■ **EXERCISE DIRECTIONS**
Once you have read the listing, write it all out exactly.

■ **RECORDS FOR THIS TASK**
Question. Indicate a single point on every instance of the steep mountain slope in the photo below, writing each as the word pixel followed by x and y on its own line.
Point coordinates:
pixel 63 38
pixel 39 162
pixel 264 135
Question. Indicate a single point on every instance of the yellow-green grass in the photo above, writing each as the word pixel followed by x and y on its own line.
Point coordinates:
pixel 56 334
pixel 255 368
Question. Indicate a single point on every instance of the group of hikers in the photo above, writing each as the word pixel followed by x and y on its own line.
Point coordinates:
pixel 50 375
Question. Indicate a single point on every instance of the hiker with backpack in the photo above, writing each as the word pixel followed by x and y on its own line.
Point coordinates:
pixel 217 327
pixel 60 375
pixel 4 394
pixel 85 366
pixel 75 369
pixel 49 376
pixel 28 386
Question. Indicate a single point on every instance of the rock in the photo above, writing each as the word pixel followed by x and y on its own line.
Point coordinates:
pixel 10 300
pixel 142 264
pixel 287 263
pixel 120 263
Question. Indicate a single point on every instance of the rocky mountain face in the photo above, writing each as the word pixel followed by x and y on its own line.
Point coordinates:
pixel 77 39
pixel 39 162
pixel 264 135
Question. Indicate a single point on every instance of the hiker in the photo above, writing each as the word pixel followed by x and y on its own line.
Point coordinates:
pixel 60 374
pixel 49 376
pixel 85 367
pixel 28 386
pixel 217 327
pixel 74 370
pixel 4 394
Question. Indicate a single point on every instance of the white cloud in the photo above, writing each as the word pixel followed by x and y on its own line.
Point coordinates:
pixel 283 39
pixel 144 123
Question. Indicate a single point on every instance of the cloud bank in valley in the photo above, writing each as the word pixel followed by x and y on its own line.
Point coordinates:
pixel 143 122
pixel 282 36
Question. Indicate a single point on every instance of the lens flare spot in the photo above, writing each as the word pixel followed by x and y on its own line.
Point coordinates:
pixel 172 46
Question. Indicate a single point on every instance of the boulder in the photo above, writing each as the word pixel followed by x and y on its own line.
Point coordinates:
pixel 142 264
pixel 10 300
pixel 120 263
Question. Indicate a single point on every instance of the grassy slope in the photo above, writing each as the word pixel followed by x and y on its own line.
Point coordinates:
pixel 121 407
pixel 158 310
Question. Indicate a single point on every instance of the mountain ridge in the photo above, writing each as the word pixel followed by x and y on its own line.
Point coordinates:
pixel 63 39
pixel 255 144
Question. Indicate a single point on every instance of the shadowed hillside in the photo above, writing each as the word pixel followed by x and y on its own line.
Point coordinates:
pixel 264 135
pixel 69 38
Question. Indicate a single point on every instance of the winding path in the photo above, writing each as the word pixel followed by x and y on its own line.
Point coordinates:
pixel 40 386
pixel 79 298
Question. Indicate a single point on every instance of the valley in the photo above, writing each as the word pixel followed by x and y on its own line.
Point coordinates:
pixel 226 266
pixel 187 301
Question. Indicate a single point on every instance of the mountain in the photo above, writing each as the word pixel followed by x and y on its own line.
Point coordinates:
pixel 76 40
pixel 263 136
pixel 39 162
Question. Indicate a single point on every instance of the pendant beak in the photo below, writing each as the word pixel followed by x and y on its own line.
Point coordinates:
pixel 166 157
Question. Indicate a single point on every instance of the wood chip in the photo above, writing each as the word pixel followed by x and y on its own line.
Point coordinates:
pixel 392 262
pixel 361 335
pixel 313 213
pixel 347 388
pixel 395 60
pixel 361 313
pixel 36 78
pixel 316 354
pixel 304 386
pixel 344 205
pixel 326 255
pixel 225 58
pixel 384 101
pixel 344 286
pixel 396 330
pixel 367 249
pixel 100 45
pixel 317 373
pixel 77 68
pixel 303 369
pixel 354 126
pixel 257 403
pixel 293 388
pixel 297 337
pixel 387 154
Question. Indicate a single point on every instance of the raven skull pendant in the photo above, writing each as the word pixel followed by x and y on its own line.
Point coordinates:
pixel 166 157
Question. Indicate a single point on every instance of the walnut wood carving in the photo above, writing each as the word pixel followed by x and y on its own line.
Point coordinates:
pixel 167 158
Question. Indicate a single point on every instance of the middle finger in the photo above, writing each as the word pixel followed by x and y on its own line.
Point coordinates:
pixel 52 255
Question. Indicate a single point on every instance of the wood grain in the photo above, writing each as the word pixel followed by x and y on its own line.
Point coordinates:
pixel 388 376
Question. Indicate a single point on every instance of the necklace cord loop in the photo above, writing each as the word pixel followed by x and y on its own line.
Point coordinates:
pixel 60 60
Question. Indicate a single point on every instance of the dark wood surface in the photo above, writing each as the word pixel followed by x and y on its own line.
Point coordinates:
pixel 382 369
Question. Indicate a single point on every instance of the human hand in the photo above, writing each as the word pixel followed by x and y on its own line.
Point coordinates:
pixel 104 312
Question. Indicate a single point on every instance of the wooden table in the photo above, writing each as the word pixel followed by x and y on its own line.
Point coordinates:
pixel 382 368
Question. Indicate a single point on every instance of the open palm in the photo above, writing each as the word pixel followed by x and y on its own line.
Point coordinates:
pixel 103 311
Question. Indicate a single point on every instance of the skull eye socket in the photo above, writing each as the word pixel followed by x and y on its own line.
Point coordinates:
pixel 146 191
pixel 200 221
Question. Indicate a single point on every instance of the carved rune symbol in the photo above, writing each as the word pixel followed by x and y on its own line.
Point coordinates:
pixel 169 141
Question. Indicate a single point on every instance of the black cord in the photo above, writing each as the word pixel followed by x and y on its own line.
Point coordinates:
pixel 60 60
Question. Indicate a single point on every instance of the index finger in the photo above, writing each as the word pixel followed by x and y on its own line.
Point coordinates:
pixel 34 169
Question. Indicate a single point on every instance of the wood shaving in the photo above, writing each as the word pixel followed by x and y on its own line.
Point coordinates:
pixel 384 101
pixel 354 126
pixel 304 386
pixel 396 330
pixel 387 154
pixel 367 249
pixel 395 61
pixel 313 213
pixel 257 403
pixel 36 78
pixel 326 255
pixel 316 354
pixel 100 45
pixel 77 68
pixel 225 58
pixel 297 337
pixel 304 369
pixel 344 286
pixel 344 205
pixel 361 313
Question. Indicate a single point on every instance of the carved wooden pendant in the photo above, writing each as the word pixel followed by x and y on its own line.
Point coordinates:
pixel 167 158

■ **RESPONSE BOX**
Question. Indicate a single point on every instance of the steep mountain slope in the photo below, writing each as the word pixel followed by x and y on its own line.
Point coordinates:
pixel 63 38
pixel 39 162
pixel 264 135
Question. Indicate a single point on every instance of the yellow-green grass in the photo above, writing each as the word pixel followed by x and y on its own line.
Point coordinates:
pixel 56 334
pixel 255 368
Question. Indicate a single point on every instance of the group of hikers in the photo above, writing each as the word pixel followed by x and y on its own line.
Point coordinates:
pixel 50 375
Question. Indicate a single point on every instance of the hiker with backpack in the photo above, writing each as the word pixel followed by x and y on its own line.
Point coordinates:
pixel 217 327
pixel 60 375
pixel 4 394
pixel 85 366
pixel 75 369
pixel 49 376
pixel 28 386
Question. Indicate a single point on every instance of the rock in the photo above, writing each as the word pixel followed by x and y on its own line.
Point coordinates:
pixel 10 300
pixel 142 264
pixel 287 263
pixel 120 263
Question. Indicate a single point on every instance of the rocky mountain face in the photo above, writing each as the word pixel followed by x and y on its own line.
Point coordinates:
pixel 77 39
pixel 39 162
pixel 264 135
Question. Indicate a single point on every instance of the hiker in the photo above, writing each as the word pixel followed by x and y on its own line.
Point coordinates:
pixel 60 374
pixel 49 376
pixel 85 367
pixel 28 386
pixel 217 327
pixel 74 370
pixel 4 394
Question. Indicate a single point on every instance of the white cloud in the photo above, writing each as the word pixel followed by x and y on its own line.
Point coordinates:
pixel 283 39
pixel 144 123
Question. Indicate a single point on every instance of the cloud bank in valley in the photo above, writing each as the word pixel followed by x and y on its own line.
Point coordinates:
pixel 143 122
pixel 282 36
Question. Indicate a single point on every instance of the lens flare spot in the photo above, writing each as the word pixel followed by x and y on its own line.
Point coordinates:
pixel 172 46
Question. Indicate a single point on every instance of the boulder in the photo above, writing each as the word pixel followed by x and y on its own line.
Point coordinates:
pixel 142 264
pixel 10 300
pixel 120 263
Question. Indicate a single point on every instance of the grassy slope in the photo above, writing each as the word pixel followed by x and y on its own line.
Point coordinates:
pixel 121 407
pixel 158 310
Question. Indicate a single point on every instance of the mountain ridge in the photo above, writing each as the word pixel followed by x and y on its own line.
Point coordinates:
pixel 63 39
pixel 255 144
Question. Indicate a single point on every instance of the shadowed hillside in the photo above, writing each as the word pixel followed by x and y on its own line.
Point coordinates:
pixel 264 135
pixel 69 38
Question. Indicate a single point on every instance of the winding path in the photo above, writing each as the word pixel followed by x and y on its own line.
Point coordinates:
pixel 40 386
pixel 79 298
Question. Indicate a single point on every instance of the valley in the photo above, writing each as the word pixel followed by x and y on its own line.
Point coordinates:
pixel 226 266
pixel 187 301
Question. Indicate a single point on every instance of the mountain in the photo above, writing each as the word pixel followed by x and y on its own line.
Point coordinates:
pixel 76 40
pixel 263 136
pixel 39 162
Question. Indicate a single point on every instance of the pendant beak in the photo below, writing each as the word pixel followed by x and y on its own line.
Point coordinates:
pixel 166 157
Question. Indicate a single point on every instance of the wood chip in the photo above, writing each as the word pixel followed by x and y on its own line.
Point coordinates:
pixel 392 262
pixel 361 335
pixel 313 213
pixel 347 388
pixel 395 60
pixel 361 313
pixel 36 78
pixel 316 354
pixel 304 386
pixel 344 205
pixel 326 255
pixel 225 58
pixel 384 101
pixel 344 286
pixel 396 330
pixel 367 249
pixel 100 45
pixel 317 373
pixel 77 68
pixel 303 369
pixel 354 126
pixel 257 403
pixel 293 388
pixel 297 337
pixel 387 154
Question. Indicate a single point on every instance of the raven skull pendant in the photo above, writing each as the word pixel followed by x and y on its own line.
Point coordinates:
pixel 166 157
Question. Indicate a single point on every instance of the walnut wood carving in the photo above, writing each as the word pixel followed by x and y on its own line.
Point coordinates:
pixel 167 158
Question. Indicate a single point on every instance of the middle finger in the photo above, writing each as the word pixel followed by x and y on its own line.
Point coordinates:
pixel 52 255
Question. Indicate a single point on every instance of the wood grain in the photo above, writing each as the word pixel followed by x and y on its own line.
Point coordinates:
pixel 388 376
Question. Indicate a single point on every instance of the necklace cord loop in the photo above, writing each as the word pixel followed by x and y on its own line.
Point coordinates:
pixel 60 60
Question. Indicate a single point on every instance of the dark wood surface in the photo above, writing each as the word pixel followed by x and y on its own line.
Point coordinates:
pixel 382 369
Question. Indicate a single point on every instance of the human hand in the photo above, writing each as the word pixel followed by x and y on its own line.
Point coordinates:
pixel 104 312
Question. Indicate a single point on every instance of the wooden table in the photo above, writing each as the word pixel followed by x and y on its own line.
Point coordinates:
pixel 382 368
Question. Indicate a single point on every instance of the open palm in the photo above, writing each as the word pixel followed by x and y on its own line.
Point coordinates:
pixel 103 311
Question. Indicate a single point on every instance of the skull eye socket in the photo above, writing each as the word pixel followed by x and y on its own line.
Point coordinates:
pixel 146 191
pixel 200 221
Question. Indicate a single point on every instance of the carved rune symbol in the photo above, writing each as the word pixel followed by x and y on its own line.
Point coordinates:
pixel 169 141
Question. Indicate a single point on every instance of the black cord in the photo above, writing each as the word pixel followed by x and y on its own line.
Point coordinates:
pixel 60 60
Question. Indicate a single point on every instance of the index finger in the photo above, writing each as the word pixel followed by x and y on its own line.
Point coordinates:
pixel 34 169
Question. Indicate a single point on every instance of the wood shaving in the photo above, writing each as the word pixel followed by x and y on its own line.
Point coordinates:
pixel 384 101
pixel 354 126
pixel 304 386
pixel 396 330
pixel 387 154
pixel 367 249
pixel 395 61
pixel 313 213
pixel 257 403
pixel 36 78
pixel 326 255
pixel 316 354
pixel 100 45
pixel 77 68
pixel 225 58
pixel 297 337
pixel 304 369
pixel 344 286
pixel 344 205
pixel 361 313
Question. Indicate a single point on every instance of the carved wooden pendant in the photo above, writing each as the word pixel followed by x and y on its own line.
Point coordinates:
pixel 167 158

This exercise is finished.